TASK TO CARRY OUT —
Word for word, transcribe the data below from the line with "Target: dog's head" to the line with "Target: curled tail", keeping both of those lines.

Start of Block

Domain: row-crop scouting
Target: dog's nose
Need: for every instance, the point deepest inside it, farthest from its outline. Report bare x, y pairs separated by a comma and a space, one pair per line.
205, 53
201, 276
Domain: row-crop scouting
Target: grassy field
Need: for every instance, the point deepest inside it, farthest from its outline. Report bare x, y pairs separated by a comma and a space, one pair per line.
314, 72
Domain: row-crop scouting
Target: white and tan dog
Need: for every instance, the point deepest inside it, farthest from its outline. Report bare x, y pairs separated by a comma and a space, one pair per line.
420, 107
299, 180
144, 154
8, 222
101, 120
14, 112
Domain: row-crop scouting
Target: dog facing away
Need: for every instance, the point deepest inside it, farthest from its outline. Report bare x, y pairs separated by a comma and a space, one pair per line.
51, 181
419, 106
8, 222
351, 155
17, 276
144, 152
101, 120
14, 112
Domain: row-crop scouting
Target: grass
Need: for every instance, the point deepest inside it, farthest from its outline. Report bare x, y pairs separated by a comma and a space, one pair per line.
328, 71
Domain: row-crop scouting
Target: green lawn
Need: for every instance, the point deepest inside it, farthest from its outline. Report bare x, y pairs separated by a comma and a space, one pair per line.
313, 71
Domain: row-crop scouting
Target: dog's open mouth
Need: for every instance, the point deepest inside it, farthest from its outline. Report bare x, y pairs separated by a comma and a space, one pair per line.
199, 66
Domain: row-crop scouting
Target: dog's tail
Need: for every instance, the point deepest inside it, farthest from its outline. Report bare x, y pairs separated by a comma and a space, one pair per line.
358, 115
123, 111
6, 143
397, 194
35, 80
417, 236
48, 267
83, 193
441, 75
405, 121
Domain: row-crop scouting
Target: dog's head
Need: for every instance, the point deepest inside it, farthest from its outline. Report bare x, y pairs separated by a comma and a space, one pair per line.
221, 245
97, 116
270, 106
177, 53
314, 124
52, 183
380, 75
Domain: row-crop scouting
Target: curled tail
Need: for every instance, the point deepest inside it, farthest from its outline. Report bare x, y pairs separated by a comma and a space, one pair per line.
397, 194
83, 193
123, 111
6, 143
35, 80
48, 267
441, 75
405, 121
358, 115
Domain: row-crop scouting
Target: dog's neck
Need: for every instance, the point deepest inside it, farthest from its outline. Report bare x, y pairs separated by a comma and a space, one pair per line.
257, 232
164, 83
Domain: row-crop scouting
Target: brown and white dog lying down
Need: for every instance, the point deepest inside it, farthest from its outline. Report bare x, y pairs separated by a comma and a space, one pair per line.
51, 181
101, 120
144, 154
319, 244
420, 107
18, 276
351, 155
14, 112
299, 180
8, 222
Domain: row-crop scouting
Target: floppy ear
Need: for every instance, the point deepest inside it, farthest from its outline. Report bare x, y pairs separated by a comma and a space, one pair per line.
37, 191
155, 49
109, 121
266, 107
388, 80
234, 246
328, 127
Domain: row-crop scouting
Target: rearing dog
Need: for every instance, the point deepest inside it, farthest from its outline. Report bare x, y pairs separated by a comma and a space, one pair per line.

End of Block
Start of Block

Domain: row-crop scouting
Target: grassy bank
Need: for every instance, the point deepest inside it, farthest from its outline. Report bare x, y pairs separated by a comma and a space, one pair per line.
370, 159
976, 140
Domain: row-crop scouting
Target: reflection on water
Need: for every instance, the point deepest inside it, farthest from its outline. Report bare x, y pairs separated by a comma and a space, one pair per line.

End of Block

SOLUTION TO THE PROBLEM —
Target: dog's head
Need: for every instance, the point deepest inside it, farthest from its outline. Report bare x, y pairs separated by a comma and a space, one pair per line.
221, 245
97, 116
270, 106
177, 53
314, 124
52, 183
380, 75
Domain: row-crop scouting
Target: curled tail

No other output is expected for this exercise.